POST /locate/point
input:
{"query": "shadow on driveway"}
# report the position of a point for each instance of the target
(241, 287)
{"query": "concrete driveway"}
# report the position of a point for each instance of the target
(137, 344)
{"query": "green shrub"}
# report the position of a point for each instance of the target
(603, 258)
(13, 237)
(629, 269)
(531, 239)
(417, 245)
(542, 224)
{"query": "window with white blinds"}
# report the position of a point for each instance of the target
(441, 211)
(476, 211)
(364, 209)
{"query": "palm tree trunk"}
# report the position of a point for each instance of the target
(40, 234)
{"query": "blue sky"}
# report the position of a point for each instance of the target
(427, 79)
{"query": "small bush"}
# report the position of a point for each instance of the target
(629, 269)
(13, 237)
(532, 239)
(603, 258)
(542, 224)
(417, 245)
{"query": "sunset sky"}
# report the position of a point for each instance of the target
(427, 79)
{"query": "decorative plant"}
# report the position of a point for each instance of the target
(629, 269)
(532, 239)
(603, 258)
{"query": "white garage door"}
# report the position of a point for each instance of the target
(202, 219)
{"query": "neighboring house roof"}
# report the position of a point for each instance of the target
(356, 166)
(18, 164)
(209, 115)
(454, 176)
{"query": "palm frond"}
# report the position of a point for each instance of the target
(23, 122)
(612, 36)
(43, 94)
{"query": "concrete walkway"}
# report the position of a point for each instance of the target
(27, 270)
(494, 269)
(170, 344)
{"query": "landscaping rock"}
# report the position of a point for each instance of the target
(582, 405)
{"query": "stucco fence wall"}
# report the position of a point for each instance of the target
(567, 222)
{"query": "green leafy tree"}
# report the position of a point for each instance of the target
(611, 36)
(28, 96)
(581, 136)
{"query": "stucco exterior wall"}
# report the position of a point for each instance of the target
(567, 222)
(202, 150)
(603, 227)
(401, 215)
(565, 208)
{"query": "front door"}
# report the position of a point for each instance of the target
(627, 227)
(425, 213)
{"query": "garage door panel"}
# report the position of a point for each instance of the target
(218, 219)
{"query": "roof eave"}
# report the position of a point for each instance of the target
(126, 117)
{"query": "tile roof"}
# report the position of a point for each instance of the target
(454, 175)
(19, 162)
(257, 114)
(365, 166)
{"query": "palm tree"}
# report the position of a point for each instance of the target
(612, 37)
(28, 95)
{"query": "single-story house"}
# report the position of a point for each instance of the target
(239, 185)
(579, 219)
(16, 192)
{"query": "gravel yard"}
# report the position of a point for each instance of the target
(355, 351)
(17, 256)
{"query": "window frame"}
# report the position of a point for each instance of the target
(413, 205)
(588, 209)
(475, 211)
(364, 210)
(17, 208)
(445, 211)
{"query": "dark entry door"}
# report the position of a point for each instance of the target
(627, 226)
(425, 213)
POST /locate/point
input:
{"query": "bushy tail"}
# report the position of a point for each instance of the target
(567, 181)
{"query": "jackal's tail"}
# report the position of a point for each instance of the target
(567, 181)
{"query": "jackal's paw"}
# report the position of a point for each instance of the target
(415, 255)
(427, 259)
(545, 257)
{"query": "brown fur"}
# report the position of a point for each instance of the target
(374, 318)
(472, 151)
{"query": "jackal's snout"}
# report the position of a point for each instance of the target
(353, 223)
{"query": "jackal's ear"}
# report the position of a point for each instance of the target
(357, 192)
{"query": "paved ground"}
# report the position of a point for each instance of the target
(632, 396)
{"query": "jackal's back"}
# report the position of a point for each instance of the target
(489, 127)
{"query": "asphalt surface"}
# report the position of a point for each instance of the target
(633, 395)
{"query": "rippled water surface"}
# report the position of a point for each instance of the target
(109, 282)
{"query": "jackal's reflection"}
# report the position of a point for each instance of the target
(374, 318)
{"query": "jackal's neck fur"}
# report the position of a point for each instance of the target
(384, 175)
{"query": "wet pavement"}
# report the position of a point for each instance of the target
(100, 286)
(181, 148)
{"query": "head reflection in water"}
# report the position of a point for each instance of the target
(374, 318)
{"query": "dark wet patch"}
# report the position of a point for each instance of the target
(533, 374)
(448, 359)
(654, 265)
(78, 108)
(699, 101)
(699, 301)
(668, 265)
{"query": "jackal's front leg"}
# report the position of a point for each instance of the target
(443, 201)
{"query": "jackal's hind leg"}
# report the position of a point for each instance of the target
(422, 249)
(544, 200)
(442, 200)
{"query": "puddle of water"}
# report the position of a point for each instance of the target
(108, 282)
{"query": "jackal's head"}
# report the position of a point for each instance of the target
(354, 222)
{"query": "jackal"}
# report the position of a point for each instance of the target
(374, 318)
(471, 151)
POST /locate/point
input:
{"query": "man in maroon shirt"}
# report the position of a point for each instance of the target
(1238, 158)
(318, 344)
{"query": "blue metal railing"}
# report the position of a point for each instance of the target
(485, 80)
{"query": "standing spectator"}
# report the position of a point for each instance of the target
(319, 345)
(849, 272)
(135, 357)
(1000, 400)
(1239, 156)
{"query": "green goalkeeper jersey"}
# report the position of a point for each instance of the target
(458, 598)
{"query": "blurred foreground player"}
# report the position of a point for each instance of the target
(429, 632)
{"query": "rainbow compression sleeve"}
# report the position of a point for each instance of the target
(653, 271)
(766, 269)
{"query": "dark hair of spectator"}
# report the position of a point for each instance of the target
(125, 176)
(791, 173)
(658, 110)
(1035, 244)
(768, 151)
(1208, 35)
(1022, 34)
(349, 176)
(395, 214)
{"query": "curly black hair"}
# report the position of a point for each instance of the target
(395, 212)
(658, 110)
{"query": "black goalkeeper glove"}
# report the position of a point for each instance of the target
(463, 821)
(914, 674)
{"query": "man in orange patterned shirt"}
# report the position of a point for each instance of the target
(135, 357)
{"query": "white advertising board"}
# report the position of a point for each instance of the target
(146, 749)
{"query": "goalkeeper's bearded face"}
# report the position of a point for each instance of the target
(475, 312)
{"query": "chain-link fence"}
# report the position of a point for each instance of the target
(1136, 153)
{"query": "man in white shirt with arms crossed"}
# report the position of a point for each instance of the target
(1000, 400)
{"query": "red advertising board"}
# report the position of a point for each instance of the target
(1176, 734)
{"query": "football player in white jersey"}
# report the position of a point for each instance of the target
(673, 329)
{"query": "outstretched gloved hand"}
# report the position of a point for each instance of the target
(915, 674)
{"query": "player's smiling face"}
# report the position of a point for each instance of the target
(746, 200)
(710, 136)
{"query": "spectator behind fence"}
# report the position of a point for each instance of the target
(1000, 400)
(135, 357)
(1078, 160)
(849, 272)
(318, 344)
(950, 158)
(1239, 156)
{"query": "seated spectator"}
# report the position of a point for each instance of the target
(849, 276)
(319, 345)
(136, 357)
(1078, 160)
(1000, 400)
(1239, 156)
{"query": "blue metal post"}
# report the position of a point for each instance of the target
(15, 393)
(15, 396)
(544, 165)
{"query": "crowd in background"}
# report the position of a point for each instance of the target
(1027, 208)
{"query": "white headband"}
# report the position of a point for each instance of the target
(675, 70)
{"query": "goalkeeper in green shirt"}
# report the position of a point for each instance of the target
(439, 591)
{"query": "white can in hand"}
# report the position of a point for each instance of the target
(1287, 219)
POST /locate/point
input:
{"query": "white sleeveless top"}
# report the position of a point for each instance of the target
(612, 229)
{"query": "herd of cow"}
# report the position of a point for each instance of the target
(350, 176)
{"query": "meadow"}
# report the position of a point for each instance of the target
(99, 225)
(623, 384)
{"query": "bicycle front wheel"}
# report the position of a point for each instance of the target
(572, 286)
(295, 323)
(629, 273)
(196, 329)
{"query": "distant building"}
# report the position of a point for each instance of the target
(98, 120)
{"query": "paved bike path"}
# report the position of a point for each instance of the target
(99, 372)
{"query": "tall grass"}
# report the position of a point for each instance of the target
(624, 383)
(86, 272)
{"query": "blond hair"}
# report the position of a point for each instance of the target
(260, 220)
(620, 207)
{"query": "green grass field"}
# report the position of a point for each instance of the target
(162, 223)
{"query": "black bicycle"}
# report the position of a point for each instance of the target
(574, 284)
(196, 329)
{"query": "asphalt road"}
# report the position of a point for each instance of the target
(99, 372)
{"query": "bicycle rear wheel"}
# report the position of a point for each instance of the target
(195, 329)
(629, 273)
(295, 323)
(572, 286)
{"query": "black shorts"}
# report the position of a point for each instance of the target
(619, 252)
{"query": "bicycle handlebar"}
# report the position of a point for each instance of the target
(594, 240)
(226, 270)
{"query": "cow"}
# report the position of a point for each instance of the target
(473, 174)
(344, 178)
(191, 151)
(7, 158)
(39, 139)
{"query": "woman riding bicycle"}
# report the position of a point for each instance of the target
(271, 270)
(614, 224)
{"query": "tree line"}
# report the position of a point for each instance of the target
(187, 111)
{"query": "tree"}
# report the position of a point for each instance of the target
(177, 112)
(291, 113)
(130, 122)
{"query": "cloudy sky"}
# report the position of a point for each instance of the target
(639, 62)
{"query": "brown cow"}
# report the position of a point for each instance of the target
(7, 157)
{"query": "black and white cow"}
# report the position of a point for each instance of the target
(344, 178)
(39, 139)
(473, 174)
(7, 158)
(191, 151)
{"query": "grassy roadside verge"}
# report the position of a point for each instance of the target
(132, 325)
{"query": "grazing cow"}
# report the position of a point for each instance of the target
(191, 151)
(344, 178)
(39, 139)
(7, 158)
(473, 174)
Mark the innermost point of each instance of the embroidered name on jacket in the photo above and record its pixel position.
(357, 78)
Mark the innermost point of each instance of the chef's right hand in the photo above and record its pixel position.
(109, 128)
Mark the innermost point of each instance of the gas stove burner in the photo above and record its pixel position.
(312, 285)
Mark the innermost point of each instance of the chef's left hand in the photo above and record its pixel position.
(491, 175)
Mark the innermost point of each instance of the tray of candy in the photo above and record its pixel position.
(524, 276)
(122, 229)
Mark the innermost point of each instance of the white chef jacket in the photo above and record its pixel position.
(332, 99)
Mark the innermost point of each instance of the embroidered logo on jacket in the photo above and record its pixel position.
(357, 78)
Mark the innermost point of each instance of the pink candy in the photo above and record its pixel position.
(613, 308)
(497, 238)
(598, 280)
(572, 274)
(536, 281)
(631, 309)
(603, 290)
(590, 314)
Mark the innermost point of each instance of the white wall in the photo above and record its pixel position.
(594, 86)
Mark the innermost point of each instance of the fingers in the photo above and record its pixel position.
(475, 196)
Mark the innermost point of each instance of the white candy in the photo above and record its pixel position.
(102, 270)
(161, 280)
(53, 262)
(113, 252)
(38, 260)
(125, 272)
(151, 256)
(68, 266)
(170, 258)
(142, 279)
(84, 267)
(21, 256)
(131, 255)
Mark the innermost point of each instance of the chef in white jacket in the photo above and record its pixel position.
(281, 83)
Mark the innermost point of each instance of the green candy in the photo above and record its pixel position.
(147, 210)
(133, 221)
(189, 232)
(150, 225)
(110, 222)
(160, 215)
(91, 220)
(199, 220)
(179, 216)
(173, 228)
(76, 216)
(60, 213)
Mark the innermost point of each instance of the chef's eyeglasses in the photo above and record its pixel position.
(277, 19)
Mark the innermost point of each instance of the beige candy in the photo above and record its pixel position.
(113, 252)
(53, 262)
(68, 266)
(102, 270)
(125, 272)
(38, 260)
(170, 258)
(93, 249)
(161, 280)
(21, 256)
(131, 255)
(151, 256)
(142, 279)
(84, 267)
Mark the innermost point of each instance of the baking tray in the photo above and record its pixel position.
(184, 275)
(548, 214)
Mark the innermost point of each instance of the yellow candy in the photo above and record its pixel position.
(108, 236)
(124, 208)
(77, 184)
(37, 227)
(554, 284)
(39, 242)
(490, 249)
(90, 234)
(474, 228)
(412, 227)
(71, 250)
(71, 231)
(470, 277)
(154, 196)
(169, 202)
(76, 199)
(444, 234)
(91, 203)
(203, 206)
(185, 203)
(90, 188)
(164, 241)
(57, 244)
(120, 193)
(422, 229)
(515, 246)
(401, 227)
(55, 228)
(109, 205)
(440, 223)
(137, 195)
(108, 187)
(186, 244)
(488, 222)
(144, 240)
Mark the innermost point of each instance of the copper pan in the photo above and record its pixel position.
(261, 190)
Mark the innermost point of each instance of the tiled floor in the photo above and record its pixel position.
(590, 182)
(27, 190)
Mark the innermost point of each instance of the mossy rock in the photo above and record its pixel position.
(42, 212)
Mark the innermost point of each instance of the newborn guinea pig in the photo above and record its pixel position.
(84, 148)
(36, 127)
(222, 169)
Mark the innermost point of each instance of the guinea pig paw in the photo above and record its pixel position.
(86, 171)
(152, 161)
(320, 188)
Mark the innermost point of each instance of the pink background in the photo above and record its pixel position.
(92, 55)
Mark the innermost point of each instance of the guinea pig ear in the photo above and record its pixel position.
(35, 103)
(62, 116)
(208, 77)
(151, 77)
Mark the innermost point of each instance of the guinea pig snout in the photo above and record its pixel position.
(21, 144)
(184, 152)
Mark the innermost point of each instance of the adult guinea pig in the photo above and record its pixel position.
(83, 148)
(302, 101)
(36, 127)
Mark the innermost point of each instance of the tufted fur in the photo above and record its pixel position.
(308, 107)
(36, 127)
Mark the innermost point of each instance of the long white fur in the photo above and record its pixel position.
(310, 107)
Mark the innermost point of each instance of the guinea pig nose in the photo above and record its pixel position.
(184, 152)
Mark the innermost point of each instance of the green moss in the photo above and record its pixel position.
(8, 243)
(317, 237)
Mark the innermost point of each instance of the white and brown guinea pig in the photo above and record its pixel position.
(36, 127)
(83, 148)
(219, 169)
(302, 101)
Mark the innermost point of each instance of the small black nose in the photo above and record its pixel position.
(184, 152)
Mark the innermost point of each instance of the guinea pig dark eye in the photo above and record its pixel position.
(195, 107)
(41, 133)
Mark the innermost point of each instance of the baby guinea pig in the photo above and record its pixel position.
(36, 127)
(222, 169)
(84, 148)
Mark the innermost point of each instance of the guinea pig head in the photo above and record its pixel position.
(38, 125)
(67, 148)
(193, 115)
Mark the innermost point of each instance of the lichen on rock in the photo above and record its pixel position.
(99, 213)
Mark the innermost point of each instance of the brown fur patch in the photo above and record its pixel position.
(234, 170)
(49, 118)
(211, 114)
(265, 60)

+===+

- **EXERCISE DIRECTIONS**
Where the word "shirt" shows up in a line of the entries above, copy that line.

- **ANSWER SPACE**
{"query": "man in maroon shirt"}
{"query": "man in orange patterned shirt"}
{"query": "man in white shirt with arms crossed"}
{"query": "goalkeeper in green shirt"}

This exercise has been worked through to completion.